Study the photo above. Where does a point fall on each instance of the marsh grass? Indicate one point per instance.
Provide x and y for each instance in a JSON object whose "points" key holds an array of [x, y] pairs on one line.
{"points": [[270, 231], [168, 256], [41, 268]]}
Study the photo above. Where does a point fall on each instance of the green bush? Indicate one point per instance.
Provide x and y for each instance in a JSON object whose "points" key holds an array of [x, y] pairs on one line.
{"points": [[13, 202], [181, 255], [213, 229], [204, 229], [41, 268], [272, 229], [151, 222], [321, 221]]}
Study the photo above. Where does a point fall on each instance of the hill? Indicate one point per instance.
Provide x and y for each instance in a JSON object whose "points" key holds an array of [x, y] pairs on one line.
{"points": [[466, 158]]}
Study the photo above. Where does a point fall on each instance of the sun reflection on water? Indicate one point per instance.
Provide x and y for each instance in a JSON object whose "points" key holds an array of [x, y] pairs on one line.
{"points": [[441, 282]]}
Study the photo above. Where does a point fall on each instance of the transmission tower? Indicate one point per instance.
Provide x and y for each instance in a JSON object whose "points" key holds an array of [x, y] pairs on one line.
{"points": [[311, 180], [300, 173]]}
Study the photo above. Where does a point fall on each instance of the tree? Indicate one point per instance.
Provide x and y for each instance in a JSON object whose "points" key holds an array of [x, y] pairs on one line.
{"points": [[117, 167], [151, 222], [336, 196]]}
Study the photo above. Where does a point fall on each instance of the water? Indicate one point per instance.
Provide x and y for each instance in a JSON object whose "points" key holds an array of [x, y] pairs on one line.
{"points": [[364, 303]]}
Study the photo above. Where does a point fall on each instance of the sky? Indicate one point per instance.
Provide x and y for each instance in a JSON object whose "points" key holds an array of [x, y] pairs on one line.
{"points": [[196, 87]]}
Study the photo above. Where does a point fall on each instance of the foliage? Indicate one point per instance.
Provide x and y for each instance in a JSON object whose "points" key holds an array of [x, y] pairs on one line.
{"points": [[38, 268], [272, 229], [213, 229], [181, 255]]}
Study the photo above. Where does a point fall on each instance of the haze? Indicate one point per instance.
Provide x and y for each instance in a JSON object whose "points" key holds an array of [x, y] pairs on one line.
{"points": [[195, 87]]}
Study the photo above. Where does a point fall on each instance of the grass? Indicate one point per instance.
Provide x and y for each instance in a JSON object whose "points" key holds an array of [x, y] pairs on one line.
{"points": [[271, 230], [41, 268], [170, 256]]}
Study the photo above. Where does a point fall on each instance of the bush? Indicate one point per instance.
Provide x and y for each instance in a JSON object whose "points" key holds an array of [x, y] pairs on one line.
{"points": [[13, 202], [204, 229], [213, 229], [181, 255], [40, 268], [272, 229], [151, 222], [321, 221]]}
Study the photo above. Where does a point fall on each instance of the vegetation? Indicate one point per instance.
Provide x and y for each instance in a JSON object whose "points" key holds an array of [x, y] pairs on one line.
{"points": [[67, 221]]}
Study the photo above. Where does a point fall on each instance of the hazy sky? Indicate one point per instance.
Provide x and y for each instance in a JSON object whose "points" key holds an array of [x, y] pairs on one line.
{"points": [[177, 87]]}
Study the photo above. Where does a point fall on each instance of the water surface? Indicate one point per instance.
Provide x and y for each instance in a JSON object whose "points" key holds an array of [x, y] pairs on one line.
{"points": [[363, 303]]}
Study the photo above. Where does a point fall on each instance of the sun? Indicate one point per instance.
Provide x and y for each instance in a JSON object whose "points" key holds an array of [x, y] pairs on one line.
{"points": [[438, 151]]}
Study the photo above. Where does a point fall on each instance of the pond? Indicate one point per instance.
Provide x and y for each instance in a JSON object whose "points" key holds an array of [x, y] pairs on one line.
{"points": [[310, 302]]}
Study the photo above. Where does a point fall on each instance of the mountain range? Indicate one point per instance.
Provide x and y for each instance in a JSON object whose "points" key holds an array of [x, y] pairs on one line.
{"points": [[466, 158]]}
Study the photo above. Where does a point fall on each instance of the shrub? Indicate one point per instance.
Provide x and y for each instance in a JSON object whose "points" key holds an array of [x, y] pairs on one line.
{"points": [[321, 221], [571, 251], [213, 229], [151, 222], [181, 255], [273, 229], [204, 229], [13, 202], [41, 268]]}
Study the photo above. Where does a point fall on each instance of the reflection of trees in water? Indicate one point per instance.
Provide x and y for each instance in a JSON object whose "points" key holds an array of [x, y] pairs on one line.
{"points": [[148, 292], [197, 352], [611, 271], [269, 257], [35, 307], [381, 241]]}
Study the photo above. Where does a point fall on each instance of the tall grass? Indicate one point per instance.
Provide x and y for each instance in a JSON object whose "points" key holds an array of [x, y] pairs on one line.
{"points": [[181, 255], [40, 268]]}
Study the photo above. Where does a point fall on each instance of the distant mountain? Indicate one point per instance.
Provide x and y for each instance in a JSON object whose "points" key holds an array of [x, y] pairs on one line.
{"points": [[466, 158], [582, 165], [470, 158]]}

What is expected:
Rewrite the lines above as a numbered list, starting at the line containing "tall grass? Indicate one point per instance." and continuing through the last line, with both of those lines included and blank lines left out.

Exercise answer:
1. Study the photo above. Where does a point fall on each instance of the tall grass? Indicate one point per instance.
2. Provide x and y for each instance in a JSON object whose "points" key holds an array of [x, y] pairs on one line.
3. {"points": [[181, 255], [40, 268]]}
4. Study the photo above. Where does a point fall on each instance of the distant mountain? Indicate one point per instance.
5. Provide x and y for each instance in a JSON object whose "points" key holds an array of [x, y] pairs on one line.
6. {"points": [[466, 158], [582, 165], [470, 158]]}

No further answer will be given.